◆ Exercise brief
Extract each line in the records below that contains the string "snow".

◆ Records shown

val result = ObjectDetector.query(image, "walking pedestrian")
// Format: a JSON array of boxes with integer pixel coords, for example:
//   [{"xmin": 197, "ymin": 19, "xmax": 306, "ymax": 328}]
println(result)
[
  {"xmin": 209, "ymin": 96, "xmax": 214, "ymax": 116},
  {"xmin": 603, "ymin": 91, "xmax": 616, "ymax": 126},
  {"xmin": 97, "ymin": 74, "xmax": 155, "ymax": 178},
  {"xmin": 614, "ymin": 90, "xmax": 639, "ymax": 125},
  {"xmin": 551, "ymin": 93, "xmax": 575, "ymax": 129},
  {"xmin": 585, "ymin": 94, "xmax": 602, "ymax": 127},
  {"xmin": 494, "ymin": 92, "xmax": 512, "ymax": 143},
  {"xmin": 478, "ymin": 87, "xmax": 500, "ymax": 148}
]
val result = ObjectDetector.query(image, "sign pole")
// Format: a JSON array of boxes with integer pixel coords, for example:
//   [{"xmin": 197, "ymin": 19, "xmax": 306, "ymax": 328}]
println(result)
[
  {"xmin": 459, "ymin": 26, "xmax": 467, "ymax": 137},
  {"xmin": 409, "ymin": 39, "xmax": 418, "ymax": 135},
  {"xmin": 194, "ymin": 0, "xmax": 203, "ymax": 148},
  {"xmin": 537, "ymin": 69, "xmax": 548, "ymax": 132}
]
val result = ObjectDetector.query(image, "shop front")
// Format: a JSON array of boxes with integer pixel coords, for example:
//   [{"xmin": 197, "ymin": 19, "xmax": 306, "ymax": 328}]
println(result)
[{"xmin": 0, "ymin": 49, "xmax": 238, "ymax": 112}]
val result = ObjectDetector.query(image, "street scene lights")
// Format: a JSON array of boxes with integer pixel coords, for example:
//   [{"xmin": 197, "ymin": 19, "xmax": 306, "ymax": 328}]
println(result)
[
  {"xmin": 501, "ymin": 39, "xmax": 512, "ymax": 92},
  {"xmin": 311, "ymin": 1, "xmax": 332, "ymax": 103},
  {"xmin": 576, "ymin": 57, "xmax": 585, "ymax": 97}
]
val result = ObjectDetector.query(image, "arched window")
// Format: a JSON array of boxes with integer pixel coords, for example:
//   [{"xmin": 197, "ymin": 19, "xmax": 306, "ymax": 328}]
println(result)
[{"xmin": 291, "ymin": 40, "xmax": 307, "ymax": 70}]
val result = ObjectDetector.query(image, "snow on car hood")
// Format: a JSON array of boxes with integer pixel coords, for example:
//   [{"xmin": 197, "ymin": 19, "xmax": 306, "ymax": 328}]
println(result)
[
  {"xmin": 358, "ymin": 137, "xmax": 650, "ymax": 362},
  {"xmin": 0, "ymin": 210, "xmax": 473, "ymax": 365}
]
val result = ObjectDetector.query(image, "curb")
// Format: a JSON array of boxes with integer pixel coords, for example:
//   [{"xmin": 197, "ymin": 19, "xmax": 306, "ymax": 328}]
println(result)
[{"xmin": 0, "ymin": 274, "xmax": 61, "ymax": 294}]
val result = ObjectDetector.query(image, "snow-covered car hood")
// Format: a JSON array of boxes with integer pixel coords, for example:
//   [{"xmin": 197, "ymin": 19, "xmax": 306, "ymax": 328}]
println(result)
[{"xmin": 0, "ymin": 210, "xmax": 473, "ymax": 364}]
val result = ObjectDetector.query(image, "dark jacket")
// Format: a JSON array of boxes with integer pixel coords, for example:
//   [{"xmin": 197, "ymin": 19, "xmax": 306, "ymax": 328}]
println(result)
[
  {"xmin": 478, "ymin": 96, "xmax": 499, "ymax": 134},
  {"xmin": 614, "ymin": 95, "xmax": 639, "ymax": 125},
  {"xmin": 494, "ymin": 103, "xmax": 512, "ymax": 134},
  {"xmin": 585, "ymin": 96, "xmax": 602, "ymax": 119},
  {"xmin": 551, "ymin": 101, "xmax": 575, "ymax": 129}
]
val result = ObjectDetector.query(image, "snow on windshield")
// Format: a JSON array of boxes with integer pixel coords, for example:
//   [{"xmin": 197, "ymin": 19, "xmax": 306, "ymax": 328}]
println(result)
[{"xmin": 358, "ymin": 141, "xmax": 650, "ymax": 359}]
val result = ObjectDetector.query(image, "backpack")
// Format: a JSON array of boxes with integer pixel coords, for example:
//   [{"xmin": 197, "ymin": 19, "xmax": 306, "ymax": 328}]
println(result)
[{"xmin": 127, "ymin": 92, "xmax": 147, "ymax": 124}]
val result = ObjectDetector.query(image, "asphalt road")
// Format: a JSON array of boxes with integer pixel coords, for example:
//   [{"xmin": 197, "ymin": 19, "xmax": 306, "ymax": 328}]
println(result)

◆ Worked solution
val result = ObjectDetector.query(image, "snow on car hood")
val result = ObjectDetector.query(image, "snow-covered car hood")
val result = ObjectDetector.query(image, "snow on windshield")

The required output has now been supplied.